▶ _Written problem_:
Repeat, line for line, the entries printed below.
# START OF Record extracts
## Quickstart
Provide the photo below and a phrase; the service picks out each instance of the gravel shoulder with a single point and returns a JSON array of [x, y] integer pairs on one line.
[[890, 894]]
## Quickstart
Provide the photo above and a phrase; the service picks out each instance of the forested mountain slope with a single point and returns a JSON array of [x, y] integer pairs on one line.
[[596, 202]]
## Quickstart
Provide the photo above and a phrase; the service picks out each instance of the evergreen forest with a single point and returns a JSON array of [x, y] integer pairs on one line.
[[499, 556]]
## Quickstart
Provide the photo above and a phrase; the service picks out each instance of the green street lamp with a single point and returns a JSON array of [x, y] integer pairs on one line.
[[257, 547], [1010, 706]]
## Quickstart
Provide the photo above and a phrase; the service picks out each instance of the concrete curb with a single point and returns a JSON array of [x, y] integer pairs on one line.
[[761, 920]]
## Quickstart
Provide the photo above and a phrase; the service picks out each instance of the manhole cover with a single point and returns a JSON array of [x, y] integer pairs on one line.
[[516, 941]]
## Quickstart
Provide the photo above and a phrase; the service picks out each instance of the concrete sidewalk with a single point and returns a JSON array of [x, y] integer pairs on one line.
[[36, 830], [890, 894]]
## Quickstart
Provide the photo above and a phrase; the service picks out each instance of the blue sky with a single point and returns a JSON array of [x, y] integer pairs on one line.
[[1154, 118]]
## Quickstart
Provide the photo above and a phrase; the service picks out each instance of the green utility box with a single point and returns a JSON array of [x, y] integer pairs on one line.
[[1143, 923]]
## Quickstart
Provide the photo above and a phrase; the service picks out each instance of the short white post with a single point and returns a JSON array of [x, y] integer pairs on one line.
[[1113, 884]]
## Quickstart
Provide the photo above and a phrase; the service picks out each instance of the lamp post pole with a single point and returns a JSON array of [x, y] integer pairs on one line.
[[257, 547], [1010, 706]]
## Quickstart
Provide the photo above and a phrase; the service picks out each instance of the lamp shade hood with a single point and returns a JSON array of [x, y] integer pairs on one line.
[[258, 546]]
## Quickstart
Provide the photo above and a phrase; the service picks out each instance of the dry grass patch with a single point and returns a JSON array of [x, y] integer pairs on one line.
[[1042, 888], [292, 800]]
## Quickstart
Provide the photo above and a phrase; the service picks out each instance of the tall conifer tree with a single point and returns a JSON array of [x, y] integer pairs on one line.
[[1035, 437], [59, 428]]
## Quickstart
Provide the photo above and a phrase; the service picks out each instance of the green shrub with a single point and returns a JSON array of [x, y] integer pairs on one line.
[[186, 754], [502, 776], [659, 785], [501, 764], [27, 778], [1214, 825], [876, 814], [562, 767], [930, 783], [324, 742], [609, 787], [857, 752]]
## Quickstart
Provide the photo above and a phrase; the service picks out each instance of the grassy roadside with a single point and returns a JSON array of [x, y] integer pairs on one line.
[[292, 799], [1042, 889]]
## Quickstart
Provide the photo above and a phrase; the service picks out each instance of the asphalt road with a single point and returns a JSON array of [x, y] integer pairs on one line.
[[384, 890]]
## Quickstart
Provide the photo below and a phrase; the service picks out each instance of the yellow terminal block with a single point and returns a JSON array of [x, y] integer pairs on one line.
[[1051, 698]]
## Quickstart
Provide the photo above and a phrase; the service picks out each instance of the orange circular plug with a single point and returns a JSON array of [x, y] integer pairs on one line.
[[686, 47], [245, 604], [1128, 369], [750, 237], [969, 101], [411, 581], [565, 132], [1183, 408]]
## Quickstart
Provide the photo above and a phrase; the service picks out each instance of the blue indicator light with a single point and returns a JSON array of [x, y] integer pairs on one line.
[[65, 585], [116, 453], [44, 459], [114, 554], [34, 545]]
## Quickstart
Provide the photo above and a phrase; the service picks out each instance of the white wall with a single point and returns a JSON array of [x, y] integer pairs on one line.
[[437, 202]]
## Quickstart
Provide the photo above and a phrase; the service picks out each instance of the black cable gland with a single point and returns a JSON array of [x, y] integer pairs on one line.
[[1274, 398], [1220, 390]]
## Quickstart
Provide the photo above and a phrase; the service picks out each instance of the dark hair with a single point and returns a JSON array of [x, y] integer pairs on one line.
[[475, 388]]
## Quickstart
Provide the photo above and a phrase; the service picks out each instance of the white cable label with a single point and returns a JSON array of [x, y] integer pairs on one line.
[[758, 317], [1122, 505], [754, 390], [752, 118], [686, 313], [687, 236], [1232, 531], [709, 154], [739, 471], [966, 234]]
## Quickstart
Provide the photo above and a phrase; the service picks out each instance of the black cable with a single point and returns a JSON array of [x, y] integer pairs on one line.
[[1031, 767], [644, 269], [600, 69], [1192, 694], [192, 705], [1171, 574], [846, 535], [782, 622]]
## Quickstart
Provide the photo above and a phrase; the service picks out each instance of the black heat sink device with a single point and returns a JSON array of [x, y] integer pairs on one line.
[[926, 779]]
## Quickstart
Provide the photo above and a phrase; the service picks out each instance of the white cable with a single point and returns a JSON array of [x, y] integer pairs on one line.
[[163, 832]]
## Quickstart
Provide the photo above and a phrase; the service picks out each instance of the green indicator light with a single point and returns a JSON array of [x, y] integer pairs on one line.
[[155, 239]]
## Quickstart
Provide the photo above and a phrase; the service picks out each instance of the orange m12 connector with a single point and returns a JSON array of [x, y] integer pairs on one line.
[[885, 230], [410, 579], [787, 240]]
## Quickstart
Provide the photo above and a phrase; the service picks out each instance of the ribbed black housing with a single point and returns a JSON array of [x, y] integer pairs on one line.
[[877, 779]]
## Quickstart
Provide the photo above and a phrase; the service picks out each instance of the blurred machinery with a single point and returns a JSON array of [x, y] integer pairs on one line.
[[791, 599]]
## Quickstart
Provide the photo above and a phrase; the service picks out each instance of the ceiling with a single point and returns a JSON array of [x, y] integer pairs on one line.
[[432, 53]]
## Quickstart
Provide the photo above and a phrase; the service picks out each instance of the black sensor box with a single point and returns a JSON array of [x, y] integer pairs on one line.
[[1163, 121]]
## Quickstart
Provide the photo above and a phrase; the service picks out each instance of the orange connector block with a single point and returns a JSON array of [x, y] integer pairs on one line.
# END OF Record extracts
▶ _Completed task_:
## Quickstart
Provide the photo below and a phrase; the service picks out each instance of the gravel shoulder with a single point and returns a JSON array of [x, y] integer pairs on one line.
[[890, 894]]
## Quickstart
Provide the photo above and a phrase; the service picks out each instance of the forested mountain slope with a single point and returns a JSON array of [x, y] integer pairs on one line.
[[596, 202]]
## Quickstart
Provide the photo above and a phrase; the service picks out each instance of the evergreen forest with a single point and returns a JSON array of [x, y] integer pairs on one line.
[[499, 556]]
## Quickstart
Provide the photo above and a phrase; the service picks out each instance of the green street lamp with a single point and returns a JSON array of [x, y] integer pairs on one line.
[[257, 547], [1010, 706]]
## Quickstart
Provide the photo above and a phrase; the service picks out each instance of the concrete curb with a single point and returns a JSON array of [x, y] integer pairs on one line.
[[761, 920]]
## Quickstart
Provide the photo above and a phrase; the service picks out each instance of the manhole cover with a single point and returns a JSON array of [x, y] integer pairs on one line.
[[516, 941]]
## Quickstart
Provide the photo above and a phrase; the service picks out each instance of the concrete sidewalk with a single point and returns a JSON array of [x, y] integer pairs on one line.
[[36, 830], [890, 894]]
## Quickstart
Provide the photo above and a phrase; the service picks out each instance of the blue sky with a single point and returns a JSON array of [x, y] integer pairs on one line.
[[1154, 118]]
## Quickstart
Provide the photo above and a phrase; the service picks out each instance of the green utility box with a single point and returns a JSON array of [x, y] integer pairs on one line.
[[1143, 923]]
## Quickstart
Provide the photo above and a phrase; the service picks out each instance of the short white post with a single point and returns a JSON array of [x, y] integer pairs on one line.
[[1113, 884]]
## Quickstart
Provide the photo above and a phrase; the service picks out each instance of the lamp post pole with a single point and returns a JSON array of [x, y] integer pairs on one line.
[[257, 547], [1010, 706]]
## Quickstart
Provide the photo above and a phrase; the service picks out each instance of the lamp shade hood with a single point and returns a JSON array of [x, y] integer pairs on one line.
[[258, 546]]
## Quickstart
Provide the photo above and a phrase; the service picks out each instance of the dry grass patch with a single point and returns a JSON array of [x, y] integer pairs on one line.
[[1042, 888], [292, 800]]
## Quickstart
Provide the photo above and a phrase; the service picks out each instance of the tall conifer tree with a single point and returns a JSON array of [x, y] integer pairs on one line.
[[1035, 437], [59, 428]]
## Quickstart
Provide the photo above and a phrase; the service picks out each instance of the green shrub with a single point and returns a JSON array of [x, y] integer pairs on one line.
[[186, 754], [502, 776], [659, 785], [501, 764], [27, 778], [1214, 825], [876, 814], [562, 767], [930, 783], [324, 742], [609, 787], [857, 752]]
## Quickstart
Provide the photo above and a phrase; the service picks out each instance of the grassy roadside with a single point and returns a JSON array of [x, y] integer pairs on one line.
[[292, 799], [1042, 889]]
## Quickstart
Provide the photo above and a phrase; the service picks out each instance of the asphalt road with a single point and returns a JSON array of [x, y] integer pairs on one line.
[[384, 890]]
## Quickstart
Provide the photo below and a phrase; the service picks out each instance of the yellow terminal block with a single point and returns a JSON array of [x, y] integer pairs on one line.
[[1051, 698]]
## Quickstart
Provide the photo above and a phrase; the service picks out each instance of the orange circular plug with a single point and returns a JSON array of [x, y] integer pairs on one line.
[[686, 47], [245, 604], [1128, 369], [750, 237], [969, 101], [411, 581], [565, 132], [1183, 408]]
## Quickstart
Provide the photo above and a phrase; the service picks out each instance of the blue indicator light with a single point and returns a JSON array of [x, y] integer pairs on one line.
[[65, 585], [116, 453], [44, 459], [114, 554], [34, 545]]
## Quickstart
Provide the photo above and a phrase; the service picks out each instance of the white wall with a single point and returns a JSON array of [x, y] integer pairs on one line.
[[437, 202]]
## Quickstart
Provide the photo above and a phrase; the service picks out each instance of the black cable gland with a single point and returns a JSON array of [x, y] integer pairs on one line.
[[1274, 398], [1220, 390]]
## Quickstart
Provide the photo above and a phrase; the service picks out each instance of the dark hair with a single point and returns a JSON array of [x, y] integer pairs on one line.
[[475, 388]]
## Quickstart
Provide the photo above and a phrase; the service picks out each instance of the white cable label with a single point and returns a JSON array of [x, y] integer pairs on one line.
[[758, 317], [1122, 505], [754, 390], [752, 118], [686, 313], [687, 236], [1232, 531], [709, 154], [739, 471], [966, 234]]
## Quickstart
Provide the photo above and a phrase; the service picks out each instance of the black cable with a single point and returns a JSON array of [x, y] integer pairs on one line.
[[1031, 767], [644, 269], [600, 69], [1192, 694], [192, 705], [1171, 574], [846, 535], [782, 622]]
## Quickstart
Provide the photo above and a phrase; the service picks out each instance of the black heat sink device with a single point and returns a JSON array of [x, y] integer pairs on one line.
[[926, 779]]
## Quickstart
Provide the photo above and a phrase; the service picks out each instance of the white cable with a single point and returns a JSON array of [x, y] integer pairs on one line.
[[163, 832]]
## Quickstart
Provide the photo above and a phrase; the service picks out each instance of the green indicator light with a single point and returns a JSON array of [x, y] integer pairs on one line.
[[155, 239]]
## Quickstart
Provide the photo above and a phrase; the service picks out each instance of the orange m12 connector with a single point and returns a JSON array of [x, y] integer pairs on one line.
[[885, 230], [410, 579], [787, 240]]
## Quickstart
Provide the photo above and a phrase; the service picks out each instance of the ribbed black housing with a single point and returns a JSON array of [x, y] integer pairs on one line.
[[877, 779]]
## Quickstart
Provide the photo above and a phrase; the service picks out each instance of the blurred machinery with a single point and returns a JSON array of [x, y] integer pairs on one line.
[[791, 599]]
## Quickstart
Provide the photo above and a phrase; the service picks out each instance of the ceiling with a single point and returns a JSON array of [x, y] integer pairs on one line.
[[432, 53]]
## Quickstart
Provide the photo above and a phrase; the service picks out each instance of the black sensor box with a single point and returns a JSON array of [x, y] integer pairs on one line.
[[1163, 121]]
## Quickstart
Provide the photo above and a phrase; the service picks out each instance of the orange connector block with a single point and returns a JSON array of [x, y] integer pairs on one line.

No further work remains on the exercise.